(Task instructions):
Below are some records. Return exactly the lines from the one with "column 290, row 145" to the one with "column 125, row 142", and nothing else.
*** Record set Section Begins ***
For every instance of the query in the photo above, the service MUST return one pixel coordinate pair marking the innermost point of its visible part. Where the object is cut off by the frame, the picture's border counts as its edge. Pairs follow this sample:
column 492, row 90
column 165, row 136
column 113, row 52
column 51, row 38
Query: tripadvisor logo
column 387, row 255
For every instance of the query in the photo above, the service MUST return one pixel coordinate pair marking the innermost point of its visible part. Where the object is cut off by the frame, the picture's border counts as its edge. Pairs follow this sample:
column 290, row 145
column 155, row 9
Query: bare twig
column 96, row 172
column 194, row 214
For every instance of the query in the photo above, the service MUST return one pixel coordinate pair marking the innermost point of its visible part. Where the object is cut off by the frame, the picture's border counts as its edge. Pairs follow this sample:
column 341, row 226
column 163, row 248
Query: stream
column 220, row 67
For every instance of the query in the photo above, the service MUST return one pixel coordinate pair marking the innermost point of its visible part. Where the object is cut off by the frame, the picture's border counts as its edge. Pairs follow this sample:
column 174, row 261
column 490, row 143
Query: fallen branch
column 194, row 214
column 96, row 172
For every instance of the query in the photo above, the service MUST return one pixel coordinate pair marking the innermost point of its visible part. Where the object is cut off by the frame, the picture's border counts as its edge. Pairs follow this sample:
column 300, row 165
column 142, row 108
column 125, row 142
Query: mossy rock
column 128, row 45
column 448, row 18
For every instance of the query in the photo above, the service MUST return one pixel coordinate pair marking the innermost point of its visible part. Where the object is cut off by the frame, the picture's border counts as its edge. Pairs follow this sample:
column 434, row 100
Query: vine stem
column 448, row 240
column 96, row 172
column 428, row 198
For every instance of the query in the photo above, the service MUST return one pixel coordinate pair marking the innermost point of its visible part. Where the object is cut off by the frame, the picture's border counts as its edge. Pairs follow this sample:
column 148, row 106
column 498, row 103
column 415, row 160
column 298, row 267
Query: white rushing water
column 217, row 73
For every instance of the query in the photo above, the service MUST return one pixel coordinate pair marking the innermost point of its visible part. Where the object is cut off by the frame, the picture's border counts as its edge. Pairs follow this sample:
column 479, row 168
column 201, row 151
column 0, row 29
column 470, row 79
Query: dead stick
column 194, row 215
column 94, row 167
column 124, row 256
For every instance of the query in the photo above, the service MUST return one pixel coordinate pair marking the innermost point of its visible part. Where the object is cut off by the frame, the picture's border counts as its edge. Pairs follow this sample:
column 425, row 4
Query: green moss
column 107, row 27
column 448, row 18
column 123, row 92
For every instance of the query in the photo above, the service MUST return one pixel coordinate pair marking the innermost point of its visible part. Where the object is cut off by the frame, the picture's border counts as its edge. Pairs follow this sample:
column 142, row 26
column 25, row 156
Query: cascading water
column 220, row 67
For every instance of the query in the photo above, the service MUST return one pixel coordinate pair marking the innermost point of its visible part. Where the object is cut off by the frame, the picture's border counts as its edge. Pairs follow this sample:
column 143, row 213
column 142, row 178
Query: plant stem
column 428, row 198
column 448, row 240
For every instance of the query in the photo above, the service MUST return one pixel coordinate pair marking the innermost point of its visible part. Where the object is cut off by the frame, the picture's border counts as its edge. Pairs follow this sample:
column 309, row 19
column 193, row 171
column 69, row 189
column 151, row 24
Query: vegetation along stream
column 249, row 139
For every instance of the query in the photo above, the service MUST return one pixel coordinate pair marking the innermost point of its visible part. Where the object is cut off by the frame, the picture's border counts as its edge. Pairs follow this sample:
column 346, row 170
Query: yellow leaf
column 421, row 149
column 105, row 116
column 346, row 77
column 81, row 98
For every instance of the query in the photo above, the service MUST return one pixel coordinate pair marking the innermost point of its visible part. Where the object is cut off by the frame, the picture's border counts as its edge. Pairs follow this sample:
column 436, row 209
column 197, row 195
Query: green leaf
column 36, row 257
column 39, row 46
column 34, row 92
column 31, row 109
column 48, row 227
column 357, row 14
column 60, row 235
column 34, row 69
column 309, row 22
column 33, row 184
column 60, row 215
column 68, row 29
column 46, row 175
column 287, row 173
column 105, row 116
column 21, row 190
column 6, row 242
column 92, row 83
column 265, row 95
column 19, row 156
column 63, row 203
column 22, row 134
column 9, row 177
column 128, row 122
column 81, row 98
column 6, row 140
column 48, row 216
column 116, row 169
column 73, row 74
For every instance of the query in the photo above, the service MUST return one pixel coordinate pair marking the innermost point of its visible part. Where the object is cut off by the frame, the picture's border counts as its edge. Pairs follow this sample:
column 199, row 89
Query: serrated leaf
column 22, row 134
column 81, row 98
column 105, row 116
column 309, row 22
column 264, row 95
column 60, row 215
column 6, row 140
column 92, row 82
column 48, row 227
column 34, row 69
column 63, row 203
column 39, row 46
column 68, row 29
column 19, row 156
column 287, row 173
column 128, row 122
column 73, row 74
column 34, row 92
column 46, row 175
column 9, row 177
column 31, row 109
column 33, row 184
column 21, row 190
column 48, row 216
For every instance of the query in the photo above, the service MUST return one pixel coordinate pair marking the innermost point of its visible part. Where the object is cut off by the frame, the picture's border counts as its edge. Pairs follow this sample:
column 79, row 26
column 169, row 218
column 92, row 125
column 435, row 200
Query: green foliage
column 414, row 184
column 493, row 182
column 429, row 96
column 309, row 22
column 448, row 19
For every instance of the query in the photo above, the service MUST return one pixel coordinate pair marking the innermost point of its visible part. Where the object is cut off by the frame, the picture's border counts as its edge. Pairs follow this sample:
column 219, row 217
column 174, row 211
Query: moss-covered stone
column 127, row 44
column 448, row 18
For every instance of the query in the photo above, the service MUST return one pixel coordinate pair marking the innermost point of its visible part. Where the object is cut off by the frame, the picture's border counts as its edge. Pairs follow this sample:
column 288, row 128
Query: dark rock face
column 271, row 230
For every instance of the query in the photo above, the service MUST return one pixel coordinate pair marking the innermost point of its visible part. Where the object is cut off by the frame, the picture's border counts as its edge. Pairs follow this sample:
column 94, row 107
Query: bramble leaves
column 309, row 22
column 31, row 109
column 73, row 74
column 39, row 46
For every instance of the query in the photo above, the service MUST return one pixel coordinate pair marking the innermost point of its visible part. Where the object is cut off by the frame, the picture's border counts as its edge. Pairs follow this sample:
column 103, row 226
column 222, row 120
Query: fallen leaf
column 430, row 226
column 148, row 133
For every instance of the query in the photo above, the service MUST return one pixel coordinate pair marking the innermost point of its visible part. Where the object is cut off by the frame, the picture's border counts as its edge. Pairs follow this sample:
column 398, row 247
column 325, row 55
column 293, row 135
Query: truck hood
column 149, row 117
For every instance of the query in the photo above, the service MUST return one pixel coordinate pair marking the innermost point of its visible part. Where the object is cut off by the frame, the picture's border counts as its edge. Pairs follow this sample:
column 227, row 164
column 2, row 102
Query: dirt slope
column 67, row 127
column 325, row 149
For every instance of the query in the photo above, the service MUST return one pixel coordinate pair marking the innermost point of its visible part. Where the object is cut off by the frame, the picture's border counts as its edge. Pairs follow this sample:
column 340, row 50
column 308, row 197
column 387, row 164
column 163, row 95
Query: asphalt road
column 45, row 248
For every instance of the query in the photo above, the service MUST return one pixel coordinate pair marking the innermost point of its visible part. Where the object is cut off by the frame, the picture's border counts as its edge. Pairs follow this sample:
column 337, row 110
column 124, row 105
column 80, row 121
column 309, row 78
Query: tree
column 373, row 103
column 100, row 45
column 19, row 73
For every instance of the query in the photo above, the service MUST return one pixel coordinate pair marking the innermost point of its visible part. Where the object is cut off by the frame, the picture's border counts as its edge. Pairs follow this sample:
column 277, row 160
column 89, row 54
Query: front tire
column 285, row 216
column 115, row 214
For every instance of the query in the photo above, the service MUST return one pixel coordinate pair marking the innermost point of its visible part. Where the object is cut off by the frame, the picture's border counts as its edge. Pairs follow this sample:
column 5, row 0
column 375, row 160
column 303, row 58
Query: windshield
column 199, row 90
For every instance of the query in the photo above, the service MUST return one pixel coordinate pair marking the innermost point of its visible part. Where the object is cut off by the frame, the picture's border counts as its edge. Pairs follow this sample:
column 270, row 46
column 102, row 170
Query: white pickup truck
*** Record set Section Ends ***
(Written answer):
column 290, row 145
column 155, row 9
Query: bare twig
column 96, row 172
column 194, row 214
For every instance of the query in the photo above, the service MUST return one pixel coordinate pair marking the innermost point of its visible part. Where the object is cut off by the frame, the picture's border counts as its edge. Pairs follow this sample:
column 341, row 226
column 163, row 248
Query: stream
column 220, row 67
For every instance of the query in the photo above, the service MUST return one pixel coordinate pair marking the innermost point of its visible part. Where the object is cut off by the frame, the picture's border counts as its edge. Pairs follow this sample:
column 174, row 261
column 490, row 143
Query: fallen branch
column 194, row 214
column 96, row 172
For every instance of the query in the photo above, the service MUST return one pixel coordinate pair marking the innermost point of its visible part. Where the object is cut off by the frame, the picture's border counts as its edge. Pairs follow this sample:
column 300, row 165
column 142, row 108
column 125, row 142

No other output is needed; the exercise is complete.